WHAT TO WORK ON ::
Using the records below, copy out exactly the line that contains "Can you find the engine" and every line that follows it, up to and including the last, and no others.

[Start of TASK MATERIAL]

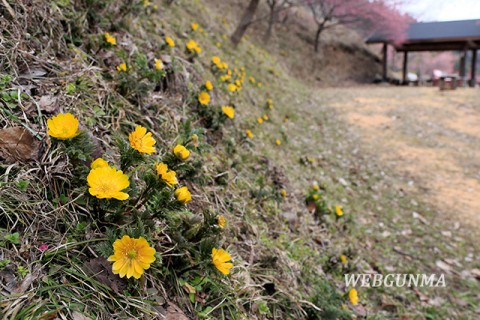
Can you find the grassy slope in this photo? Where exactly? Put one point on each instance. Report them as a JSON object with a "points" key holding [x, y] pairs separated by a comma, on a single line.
{"points": [[286, 261]]}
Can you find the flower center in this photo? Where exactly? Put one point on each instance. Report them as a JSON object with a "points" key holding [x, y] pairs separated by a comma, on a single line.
{"points": [[106, 188], [132, 254]]}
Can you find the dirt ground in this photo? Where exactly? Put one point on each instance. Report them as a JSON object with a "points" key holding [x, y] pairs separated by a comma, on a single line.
{"points": [[431, 138]]}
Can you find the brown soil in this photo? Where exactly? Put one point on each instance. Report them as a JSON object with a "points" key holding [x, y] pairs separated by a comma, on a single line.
{"points": [[432, 138]]}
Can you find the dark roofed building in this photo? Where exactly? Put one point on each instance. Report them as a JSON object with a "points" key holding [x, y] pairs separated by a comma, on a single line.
{"points": [[437, 36]]}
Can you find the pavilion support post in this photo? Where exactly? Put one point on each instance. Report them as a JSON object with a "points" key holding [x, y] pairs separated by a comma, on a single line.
{"points": [[405, 67], [463, 64], [473, 78], [463, 68], [385, 64]]}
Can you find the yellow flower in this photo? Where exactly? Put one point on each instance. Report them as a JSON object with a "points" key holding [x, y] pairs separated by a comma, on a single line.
{"points": [[221, 221], [131, 257], [192, 46], [158, 64], [216, 61], [183, 195], [110, 39], [231, 87], [106, 182], [170, 42], [63, 126], [99, 163], [209, 85], [204, 98], [169, 176], [229, 111], [220, 259], [353, 296], [181, 152], [142, 141], [122, 67], [339, 210]]}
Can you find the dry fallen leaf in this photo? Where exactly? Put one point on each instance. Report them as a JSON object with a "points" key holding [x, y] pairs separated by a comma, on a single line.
{"points": [[102, 270], [17, 144], [175, 313], [79, 316]]}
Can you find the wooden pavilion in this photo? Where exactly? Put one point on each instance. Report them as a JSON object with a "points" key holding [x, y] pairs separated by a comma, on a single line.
{"points": [[460, 36]]}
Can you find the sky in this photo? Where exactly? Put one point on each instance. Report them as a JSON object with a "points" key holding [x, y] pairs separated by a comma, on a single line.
{"points": [[442, 10]]}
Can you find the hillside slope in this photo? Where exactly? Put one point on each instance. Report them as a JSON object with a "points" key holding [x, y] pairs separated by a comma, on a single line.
{"points": [[266, 183]]}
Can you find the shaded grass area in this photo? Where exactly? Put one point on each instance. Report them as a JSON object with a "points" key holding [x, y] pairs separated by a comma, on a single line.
{"points": [[286, 258]]}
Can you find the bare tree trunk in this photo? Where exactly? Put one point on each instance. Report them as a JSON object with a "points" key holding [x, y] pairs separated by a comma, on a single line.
{"points": [[245, 22], [317, 37]]}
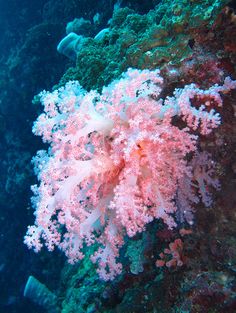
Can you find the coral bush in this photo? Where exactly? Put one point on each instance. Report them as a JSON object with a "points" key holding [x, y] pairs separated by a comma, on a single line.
{"points": [[119, 160]]}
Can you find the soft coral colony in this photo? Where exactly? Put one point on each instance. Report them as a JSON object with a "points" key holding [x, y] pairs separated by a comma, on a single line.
{"points": [[117, 161]]}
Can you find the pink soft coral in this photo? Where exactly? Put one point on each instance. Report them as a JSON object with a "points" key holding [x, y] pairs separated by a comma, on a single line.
{"points": [[115, 163]]}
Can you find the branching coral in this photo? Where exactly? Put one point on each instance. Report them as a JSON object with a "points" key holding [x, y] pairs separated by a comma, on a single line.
{"points": [[117, 161]]}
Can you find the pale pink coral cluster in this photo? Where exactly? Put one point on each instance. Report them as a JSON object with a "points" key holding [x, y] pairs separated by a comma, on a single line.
{"points": [[116, 162]]}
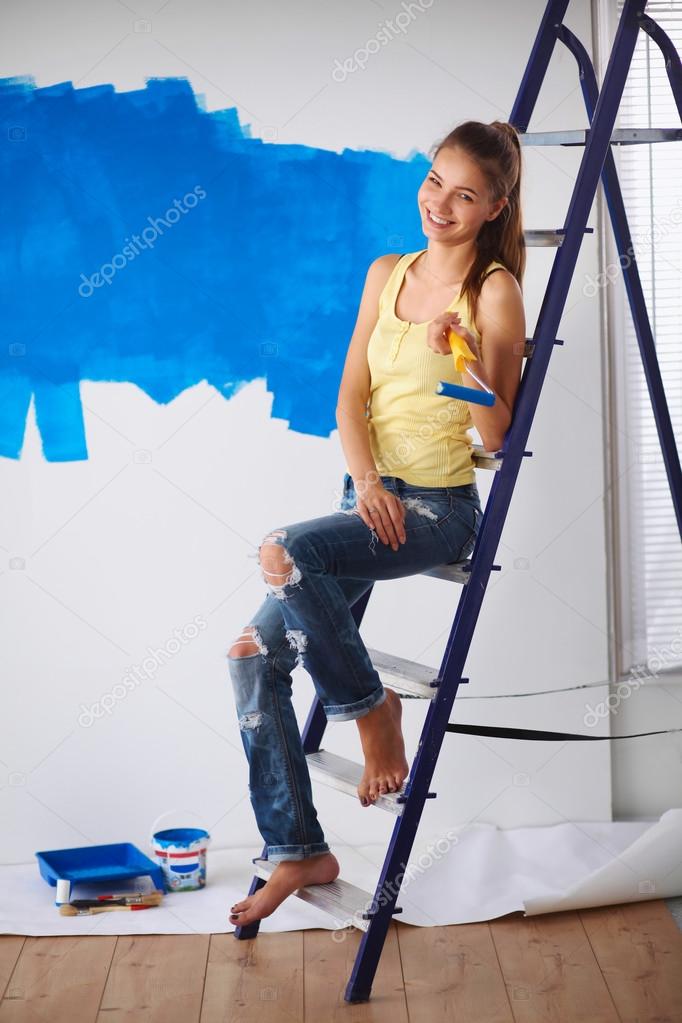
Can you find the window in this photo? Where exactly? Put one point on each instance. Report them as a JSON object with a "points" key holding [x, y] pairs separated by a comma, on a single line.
{"points": [[648, 540]]}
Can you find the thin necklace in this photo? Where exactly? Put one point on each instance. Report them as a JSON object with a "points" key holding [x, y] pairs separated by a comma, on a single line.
{"points": [[430, 273]]}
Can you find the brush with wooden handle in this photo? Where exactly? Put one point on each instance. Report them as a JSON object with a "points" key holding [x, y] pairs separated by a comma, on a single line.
{"points": [[74, 909]]}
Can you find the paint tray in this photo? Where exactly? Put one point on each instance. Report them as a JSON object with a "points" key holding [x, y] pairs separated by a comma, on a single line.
{"points": [[98, 862]]}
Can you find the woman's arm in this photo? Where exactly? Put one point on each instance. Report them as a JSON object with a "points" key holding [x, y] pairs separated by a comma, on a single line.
{"points": [[379, 508], [501, 322], [354, 389]]}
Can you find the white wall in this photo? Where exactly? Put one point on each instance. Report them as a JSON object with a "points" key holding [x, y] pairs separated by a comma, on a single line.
{"points": [[118, 552]]}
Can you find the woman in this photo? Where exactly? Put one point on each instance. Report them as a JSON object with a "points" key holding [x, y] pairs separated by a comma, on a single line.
{"points": [[410, 498]]}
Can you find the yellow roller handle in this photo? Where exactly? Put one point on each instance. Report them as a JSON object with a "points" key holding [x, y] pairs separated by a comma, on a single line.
{"points": [[461, 351]]}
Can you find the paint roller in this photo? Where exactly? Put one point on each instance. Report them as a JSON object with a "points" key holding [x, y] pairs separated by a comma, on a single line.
{"points": [[463, 354]]}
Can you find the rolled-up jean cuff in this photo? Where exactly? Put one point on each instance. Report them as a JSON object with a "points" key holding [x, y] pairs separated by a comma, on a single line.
{"points": [[277, 853], [349, 712]]}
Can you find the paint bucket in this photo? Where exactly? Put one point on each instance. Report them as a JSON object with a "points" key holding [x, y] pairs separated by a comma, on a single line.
{"points": [[181, 853]]}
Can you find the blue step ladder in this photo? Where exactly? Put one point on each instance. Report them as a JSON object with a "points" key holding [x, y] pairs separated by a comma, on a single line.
{"points": [[346, 903]]}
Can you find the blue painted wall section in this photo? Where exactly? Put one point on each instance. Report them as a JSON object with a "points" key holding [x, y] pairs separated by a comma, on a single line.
{"points": [[145, 239]]}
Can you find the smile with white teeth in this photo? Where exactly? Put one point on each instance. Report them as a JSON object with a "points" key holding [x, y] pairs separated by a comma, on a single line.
{"points": [[437, 220]]}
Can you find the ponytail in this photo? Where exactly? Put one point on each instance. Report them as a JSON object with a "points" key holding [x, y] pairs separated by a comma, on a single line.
{"points": [[496, 148]]}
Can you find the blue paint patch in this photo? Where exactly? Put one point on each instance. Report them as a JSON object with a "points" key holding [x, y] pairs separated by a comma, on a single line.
{"points": [[147, 240]]}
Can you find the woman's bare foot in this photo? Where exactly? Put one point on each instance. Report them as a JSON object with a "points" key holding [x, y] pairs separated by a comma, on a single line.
{"points": [[287, 876], [381, 738]]}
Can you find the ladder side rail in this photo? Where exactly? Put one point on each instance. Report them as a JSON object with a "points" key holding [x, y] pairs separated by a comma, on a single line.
{"points": [[549, 318], [538, 61], [633, 283], [438, 715], [673, 62], [467, 611]]}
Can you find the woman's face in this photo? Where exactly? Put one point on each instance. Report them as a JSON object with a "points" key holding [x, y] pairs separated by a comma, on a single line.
{"points": [[455, 190]]}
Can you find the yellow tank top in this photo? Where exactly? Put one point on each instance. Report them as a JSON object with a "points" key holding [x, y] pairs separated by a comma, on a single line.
{"points": [[414, 433]]}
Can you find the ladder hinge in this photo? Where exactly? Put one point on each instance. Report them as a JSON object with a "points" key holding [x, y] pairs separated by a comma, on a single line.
{"points": [[403, 798], [372, 913]]}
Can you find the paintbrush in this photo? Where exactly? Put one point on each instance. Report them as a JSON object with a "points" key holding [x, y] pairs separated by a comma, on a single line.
{"points": [[83, 903], [69, 909], [130, 897]]}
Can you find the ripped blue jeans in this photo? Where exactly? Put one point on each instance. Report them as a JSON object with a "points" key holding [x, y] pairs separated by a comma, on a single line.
{"points": [[306, 620]]}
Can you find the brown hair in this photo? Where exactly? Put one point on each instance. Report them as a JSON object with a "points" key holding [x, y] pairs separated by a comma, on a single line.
{"points": [[496, 148]]}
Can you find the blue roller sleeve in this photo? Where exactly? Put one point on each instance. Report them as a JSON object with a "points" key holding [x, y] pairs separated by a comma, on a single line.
{"points": [[467, 393]]}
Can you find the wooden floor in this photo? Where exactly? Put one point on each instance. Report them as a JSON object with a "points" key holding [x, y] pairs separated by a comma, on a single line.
{"points": [[619, 963]]}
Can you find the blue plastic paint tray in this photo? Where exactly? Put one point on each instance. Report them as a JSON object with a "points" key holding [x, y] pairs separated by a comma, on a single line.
{"points": [[98, 862]]}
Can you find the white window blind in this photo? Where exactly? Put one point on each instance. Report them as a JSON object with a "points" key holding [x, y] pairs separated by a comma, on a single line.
{"points": [[651, 182]]}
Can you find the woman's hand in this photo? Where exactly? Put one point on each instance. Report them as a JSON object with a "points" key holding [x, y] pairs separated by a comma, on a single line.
{"points": [[437, 335], [382, 512]]}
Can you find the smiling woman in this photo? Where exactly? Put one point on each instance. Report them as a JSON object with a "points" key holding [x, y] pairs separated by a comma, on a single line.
{"points": [[410, 484]]}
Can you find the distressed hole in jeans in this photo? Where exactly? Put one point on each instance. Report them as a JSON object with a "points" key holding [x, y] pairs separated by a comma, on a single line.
{"points": [[254, 719], [277, 580], [248, 636], [299, 641], [418, 505]]}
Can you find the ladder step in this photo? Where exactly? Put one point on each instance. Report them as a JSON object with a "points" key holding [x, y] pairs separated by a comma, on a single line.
{"points": [[552, 236], [487, 459], [456, 572], [622, 136], [407, 677], [345, 774], [345, 902]]}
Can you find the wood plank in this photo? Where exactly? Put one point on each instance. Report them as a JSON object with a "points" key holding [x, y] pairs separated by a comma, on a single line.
{"points": [[256, 980], [10, 946], [550, 970], [156, 977], [328, 959], [639, 949], [452, 973], [59, 979]]}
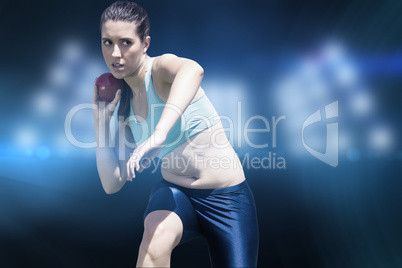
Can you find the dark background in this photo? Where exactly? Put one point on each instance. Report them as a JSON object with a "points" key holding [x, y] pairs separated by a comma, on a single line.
{"points": [[279, 58]]}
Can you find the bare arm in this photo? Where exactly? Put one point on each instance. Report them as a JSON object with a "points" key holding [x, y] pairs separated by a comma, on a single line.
{"points": [[185, 77], [111, 160]]}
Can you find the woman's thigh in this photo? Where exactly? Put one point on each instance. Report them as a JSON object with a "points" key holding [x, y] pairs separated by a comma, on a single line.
{"points": [[167, 201], [230, 226]]}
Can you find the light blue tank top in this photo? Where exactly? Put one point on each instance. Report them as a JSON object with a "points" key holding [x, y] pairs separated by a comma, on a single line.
{"points": [[199, 115]]}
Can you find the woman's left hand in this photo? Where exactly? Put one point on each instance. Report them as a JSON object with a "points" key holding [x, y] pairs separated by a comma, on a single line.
{"points": [[147, 151]]}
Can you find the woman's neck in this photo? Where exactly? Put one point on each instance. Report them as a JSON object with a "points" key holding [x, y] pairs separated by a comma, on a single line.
{"points": [[136, 80]]}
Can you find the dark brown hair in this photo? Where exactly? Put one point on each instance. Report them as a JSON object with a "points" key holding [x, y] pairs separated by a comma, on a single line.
{"points": [[129, 12]]}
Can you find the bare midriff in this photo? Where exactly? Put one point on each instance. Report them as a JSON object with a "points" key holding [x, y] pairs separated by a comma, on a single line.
{"points": [[205, 161]]}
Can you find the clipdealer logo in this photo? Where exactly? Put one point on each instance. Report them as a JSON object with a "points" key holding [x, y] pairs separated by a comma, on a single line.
{"points": [[330, 156]]}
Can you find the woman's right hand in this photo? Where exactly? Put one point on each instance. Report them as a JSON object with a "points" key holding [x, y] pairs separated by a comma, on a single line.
{"points": [[102, 110]]}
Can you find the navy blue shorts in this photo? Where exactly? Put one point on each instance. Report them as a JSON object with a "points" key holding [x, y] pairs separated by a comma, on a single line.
{"points": [[226, 217]]}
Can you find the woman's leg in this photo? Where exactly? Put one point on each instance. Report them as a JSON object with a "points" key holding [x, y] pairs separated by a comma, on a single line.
{"points": [[162, 233], [169, 220], [228, 219]]}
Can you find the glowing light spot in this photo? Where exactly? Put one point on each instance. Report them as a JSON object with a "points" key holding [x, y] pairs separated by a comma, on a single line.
{"points": [[380, 138], [361, 103], [26, 137], [58, 75], [44, 104], [42, 152]]}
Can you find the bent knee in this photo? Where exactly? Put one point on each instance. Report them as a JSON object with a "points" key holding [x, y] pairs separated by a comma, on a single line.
{"points": [[162, 230]]}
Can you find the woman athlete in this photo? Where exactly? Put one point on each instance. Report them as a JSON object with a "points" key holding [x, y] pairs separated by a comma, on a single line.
{"points": [[165, 113]]}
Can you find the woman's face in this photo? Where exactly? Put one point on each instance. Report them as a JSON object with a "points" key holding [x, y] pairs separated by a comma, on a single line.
{"points": [[122, 48]]}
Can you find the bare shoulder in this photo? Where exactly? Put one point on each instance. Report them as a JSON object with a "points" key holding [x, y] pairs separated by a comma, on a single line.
{"points": [[166, 66]]}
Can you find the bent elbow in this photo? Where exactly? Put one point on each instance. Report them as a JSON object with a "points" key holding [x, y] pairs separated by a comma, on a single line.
{"points": [[110, 189]]}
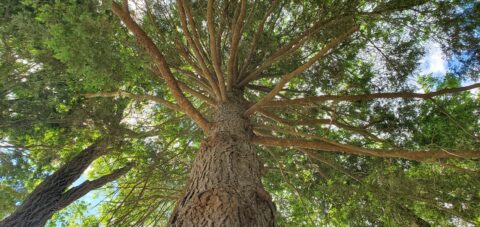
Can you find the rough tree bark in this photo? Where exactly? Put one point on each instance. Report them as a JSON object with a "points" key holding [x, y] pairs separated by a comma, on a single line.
{"points": [[52, 195], [225, 187]]}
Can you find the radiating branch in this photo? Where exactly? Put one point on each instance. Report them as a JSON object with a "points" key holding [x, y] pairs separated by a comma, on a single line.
{"points": [[152, 98], [214, 51], [286, 78], [390, 95], [236, 36], [353, 150], [162, 66]]}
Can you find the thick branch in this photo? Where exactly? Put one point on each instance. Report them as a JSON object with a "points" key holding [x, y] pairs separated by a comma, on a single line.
{"points": [[162, 66], [214, 50], [391, 95], [348, 149], [236, 36], [290, 47], [196, 49], [286, 78], [152, 98]]}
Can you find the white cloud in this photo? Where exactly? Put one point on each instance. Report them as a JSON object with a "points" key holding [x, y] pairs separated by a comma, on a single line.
{"points": [[434, 61]]}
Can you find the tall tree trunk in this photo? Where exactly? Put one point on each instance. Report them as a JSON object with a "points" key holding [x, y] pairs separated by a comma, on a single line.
{"points": [[52, 195], [225, 187]]}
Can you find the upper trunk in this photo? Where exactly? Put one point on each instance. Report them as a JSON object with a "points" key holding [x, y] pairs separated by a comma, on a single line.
{"points": [[225, 187]]}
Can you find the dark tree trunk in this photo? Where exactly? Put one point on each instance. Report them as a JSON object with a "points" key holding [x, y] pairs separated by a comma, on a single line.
{"points": [[52, 195], [225, 187]]}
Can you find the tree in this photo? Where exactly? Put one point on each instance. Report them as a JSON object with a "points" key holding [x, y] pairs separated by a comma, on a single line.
{"points": [[52, 194], [328, 82]]}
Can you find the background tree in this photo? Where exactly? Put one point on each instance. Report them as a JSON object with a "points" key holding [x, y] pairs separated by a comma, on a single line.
{"points": [[316, 99]]}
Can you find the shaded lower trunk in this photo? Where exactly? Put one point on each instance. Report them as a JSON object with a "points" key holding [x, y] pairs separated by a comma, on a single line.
{"points": [[225, 187], [52, 195]]}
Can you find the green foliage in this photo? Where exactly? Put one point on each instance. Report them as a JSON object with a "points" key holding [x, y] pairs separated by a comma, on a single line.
{"points": [[53, 52]]}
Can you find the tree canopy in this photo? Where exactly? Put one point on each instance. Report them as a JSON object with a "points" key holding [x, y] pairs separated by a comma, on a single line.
{"points": [[349, 128]]}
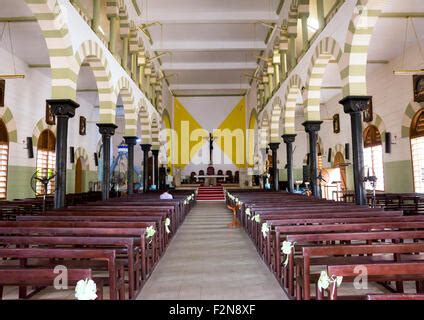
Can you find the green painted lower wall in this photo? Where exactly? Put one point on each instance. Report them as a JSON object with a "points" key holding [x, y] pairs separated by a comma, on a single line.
{"points": [[90, 176], [398, 176], [297, 173], [19, 181]]}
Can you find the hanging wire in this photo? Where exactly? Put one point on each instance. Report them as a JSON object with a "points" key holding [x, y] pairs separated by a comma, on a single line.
{"points": [[404, 42], [12, 48], [418, 39], [2, 33]]}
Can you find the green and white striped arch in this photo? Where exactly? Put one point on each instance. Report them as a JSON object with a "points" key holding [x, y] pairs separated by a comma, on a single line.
{"points": [[124, 90], [292, 19], [155, 133], [326, 50], [93, 53], [275, 119], [146, 130], [80, 152], [336, 149], [411, 110], [379, 124], [51, 21], [264, 132], [293, 91], [40, 127], [354, 61], [7, 118]]}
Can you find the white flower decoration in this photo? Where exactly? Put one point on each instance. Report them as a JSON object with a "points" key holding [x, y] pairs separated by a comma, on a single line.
{"points": [[150, 232], [167, 225], [286, 249], [257, 218], [248, 212], [86, 290], [265, 229], [325, 281]]}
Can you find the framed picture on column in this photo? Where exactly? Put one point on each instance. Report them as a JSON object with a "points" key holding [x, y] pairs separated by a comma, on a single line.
{"points": [[2, 91], [419, 88], [368, 113], [336, 123], [50, 118], [83, 126]]}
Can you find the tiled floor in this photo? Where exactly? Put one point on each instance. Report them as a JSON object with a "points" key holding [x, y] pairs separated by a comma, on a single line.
{"points": [[206, 260]]}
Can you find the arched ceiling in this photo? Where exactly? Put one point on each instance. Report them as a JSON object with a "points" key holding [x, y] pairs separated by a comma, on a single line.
{"points": [[210, 44]]}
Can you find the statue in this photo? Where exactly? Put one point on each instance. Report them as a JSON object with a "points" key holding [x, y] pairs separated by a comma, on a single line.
{"points": [[211, 141]]}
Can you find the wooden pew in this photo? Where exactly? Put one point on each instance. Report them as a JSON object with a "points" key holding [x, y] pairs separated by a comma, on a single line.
{"points": [[44, 278], [115, 269], [413, 271], [351, 254], [120, 245]]}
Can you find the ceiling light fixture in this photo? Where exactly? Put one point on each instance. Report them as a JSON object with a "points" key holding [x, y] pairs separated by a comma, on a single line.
{"points": [[410, 72], [12, 49]]}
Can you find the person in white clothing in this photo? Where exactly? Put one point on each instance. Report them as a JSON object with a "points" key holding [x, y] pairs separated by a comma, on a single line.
{"points": [[166, 196]]}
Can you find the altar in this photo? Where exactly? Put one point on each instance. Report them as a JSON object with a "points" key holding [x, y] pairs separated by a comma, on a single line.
{"points": [[211, 180]]}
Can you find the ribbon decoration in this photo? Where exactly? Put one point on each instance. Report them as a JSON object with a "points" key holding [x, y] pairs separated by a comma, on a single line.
{"points": [[167, 225], [248, 212], [286, 249], [86, 290], [257, 218], [265, 229], [150, 232], [324, 281]]}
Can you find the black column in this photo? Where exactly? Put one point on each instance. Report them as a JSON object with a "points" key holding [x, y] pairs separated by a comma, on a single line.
{"points": [[275, 176], [107, 130], [146, 148], [156, 167], [131, 142], [63, 110], [289, 140], [312, 128], [354, 105]]}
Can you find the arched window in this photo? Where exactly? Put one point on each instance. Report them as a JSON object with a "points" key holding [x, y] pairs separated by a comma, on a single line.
{"points": [[417, 148], [319, 158], [4, 158], [46, 159], [373, 156]]}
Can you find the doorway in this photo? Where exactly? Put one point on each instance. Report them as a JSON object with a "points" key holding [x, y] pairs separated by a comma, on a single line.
{"points": [[78, 176]]}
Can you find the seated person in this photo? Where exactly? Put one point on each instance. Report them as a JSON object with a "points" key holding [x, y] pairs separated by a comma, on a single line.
{"points": [[169, 179], [166, 196]]}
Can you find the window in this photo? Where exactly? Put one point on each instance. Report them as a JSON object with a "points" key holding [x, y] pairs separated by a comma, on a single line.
{"points": [[46, 160], [319, 158], [373, 156], [4, 158], [417, 149]]}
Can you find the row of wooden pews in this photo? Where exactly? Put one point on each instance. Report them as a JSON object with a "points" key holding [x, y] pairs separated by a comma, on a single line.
{"points": [[313, 246], [116, 243], [10, 209]]}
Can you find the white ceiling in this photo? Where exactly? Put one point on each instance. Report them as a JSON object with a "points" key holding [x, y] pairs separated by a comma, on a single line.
{"points": [[212, 43]]}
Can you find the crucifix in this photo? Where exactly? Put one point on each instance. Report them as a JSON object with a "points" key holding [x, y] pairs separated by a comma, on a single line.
{"points": [[211, 140]]}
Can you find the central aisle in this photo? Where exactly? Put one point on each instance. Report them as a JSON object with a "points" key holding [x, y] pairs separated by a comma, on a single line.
{"points": [[208, 261]]}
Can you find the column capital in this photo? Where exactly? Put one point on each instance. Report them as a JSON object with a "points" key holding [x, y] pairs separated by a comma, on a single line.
{"points": [[352, 104], [63, 107], [274, 146], [107, 128], [145, 147], [289, 138], [312, 126], [131, 140]]}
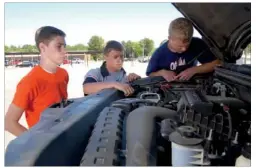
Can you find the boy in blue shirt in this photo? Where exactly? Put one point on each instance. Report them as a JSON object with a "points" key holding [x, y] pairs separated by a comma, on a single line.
{"points": [[177, 58], [111, 73]]}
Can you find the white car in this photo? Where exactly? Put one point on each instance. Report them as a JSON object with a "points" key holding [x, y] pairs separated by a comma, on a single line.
{"points": [[77, 61]]}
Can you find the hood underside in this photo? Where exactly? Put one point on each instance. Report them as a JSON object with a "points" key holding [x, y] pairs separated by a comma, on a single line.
{"points": [[226, 27]]}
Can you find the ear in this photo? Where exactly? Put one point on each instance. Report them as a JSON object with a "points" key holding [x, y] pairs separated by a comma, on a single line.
{"points": [[42, 47]]}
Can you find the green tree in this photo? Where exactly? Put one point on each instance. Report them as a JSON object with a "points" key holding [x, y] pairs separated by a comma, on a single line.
{"points": [[6, 49], [96, 43], [247, 50]]}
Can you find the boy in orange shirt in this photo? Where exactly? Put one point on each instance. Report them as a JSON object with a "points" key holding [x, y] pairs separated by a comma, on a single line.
{"points": [[44, 85]]}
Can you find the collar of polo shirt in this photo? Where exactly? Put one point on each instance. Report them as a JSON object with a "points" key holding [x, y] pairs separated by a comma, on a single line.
{"points": [[104, 71]]}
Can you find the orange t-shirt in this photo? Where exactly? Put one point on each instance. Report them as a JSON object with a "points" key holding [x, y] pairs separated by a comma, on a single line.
{"points": [[38, 90]]}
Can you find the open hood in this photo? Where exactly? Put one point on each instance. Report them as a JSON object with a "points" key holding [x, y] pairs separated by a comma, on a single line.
{"points": [[226, 27]]}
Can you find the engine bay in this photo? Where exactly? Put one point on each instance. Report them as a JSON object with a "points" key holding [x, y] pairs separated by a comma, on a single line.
{"points": [[202, 122]]}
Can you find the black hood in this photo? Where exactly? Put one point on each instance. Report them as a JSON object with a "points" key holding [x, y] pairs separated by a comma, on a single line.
{"points": [[226, 27]]}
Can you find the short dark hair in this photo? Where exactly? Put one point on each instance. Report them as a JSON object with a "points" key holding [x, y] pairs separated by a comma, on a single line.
{"points": [[46, 33], [113, 45]]}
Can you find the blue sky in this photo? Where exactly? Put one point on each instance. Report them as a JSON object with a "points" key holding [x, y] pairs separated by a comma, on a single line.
{"points": [[80, 21]]}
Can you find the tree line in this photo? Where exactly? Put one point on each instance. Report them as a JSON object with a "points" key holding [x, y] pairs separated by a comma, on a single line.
{"points": [[133, 49]]}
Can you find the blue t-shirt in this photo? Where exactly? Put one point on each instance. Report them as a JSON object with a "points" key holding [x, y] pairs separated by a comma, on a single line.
{"points": [[163, 58]]}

[End of TASK MATERIAL]

RESPONSE TO THE TASK ::
Can you find the engine bay in this photo? Where exactly? Put one point on each instance. Report them as a JSON object with a "points" key holding [x, y] pairs separated by a comma, on a single line.
{"points": [[202, 122]]}
Can you find the black hood in this photo? Where exactly? Put one point on each instance. Report them as a JSON object with a "points" key holding [x, y] pairs separated by a comma, on a single line.
{"points": [[226, 27]]}
Can you find the short dark hair in this photo? Where exactly? Put one point on each instance. Report them as a JSON object with a "points" key holding [x, y] pairs separated by a comma, on a single line.
{"points": [[46, 33], [113, 45]]}
Can you find the blue sky in this photo? Where exactly? Put one point on each instance. Report them as a JSON object with a "points" key holding [x, y] pairs separated by a comma, on a single line.
{"points": [[80, 21]]}
Can you find the tree line in this photo? Where exactly? Put one point on each instance. Report them as a JSON object with a "points" key holding [x, y] pairs separated by a comma, on a single line.
{"points": [[133, 49]]}
Can you find the blue t-shirt in this photo? Where exactly? Put one point on each instance. Report them as a JSON object with a "points" key holding [x, y] pairs separated by a comma, on a single line.
{"points": [[163, 58]]}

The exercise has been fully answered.